------ Source ------

I've seen some people say that immutable distros aren't good for beginners. I'm really not sure why. My best guess is because they're not the norm and you might run into support issues if things do go wrong.
If all of that sounds too scary then Linux Mint is a good choice. Never used PopOS myself but I hear that's a good starter OS too.
Yes. I main Mint in my laptop, and it's been my go-to for general purpose use (gaming included) for the past 10-15 years. On servers I prefer other distros, but Mint has consistently been the one that works best out of the box in a laptop desktop environment.
Parroting the no need to code.
Follow the comments about trying a distro/type of Linux.
Something you may not know is what is called a live disc. You can run a type of Operating system without installing it. This lets you try it out without actually installing anything. However know that if you install a program to try out it will it safe when you reboot or shut down.
Please use this. NetBoot.xyz
It essentially lets you burn a cd that you boot from. This then lets you try out countless types of Linux before you install them. This way you don’t need to burn 20 discs or flash a new usb drive each time you want to try a different Linux.
Try installing mint! Make sure you've cleared everything you want from the hard-drive before you start (and decide now if you're going to dual-boot. If so, clear up space so you can do the partitioning you want before you start the process.)

------ Records supplied ------

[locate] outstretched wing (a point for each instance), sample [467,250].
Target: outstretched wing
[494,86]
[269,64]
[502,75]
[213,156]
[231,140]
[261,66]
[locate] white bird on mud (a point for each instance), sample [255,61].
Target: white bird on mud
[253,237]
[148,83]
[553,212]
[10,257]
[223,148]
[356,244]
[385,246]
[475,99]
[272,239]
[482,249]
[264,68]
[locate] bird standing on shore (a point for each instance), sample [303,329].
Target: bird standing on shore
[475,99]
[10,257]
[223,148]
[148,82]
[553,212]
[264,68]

------
------ Records supplied ------

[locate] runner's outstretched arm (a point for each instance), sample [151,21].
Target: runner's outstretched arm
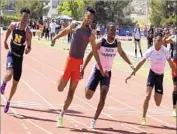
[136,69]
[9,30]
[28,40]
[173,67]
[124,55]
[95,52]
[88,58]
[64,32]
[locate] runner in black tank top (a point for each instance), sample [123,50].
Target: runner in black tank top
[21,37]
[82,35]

------
------ Records supplied ------

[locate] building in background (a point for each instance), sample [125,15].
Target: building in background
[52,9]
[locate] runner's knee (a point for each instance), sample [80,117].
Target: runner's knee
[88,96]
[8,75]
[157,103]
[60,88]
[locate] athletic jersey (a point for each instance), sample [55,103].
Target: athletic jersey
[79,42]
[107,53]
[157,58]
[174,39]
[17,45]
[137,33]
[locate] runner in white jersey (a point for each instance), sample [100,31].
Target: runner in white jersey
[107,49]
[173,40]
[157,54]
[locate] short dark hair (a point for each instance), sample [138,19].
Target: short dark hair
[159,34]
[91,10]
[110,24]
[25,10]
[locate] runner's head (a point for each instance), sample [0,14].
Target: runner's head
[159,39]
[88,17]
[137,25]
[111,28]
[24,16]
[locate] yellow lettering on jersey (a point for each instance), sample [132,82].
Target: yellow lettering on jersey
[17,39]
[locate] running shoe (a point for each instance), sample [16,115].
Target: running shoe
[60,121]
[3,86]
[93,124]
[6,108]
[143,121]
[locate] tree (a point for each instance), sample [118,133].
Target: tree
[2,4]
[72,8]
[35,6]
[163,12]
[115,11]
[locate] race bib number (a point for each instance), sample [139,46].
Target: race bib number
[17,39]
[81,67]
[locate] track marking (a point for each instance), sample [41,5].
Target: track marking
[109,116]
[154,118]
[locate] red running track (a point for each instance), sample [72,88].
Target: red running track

------

Jobs =
A – Please answer these questions about the Linux text:
(i) For how many years has Mint been one commenter's go-to for general purpose use?
(ii) What tool does the text recommend for trying out many types of Linux before installing them?
(iii) What should you decide before starting a Mint install?
B – Give the stretch of the Linux text from "Please use this." through "a different Linux." again, changing "countless" to "many".

Results for each task =
A –
(i) 10-15 years.
(ii) NetBoot.xyz.
(iii) Whether you're going to dual-boot.

B –
Please use this. NetBoot.xyz
It essentially lets you burn a cd that you boot from. This then lets you try out many types of Linux before you install them. This way you don’t need to burn 20 discs or flash a new usb drive each time you want to try a different Linux.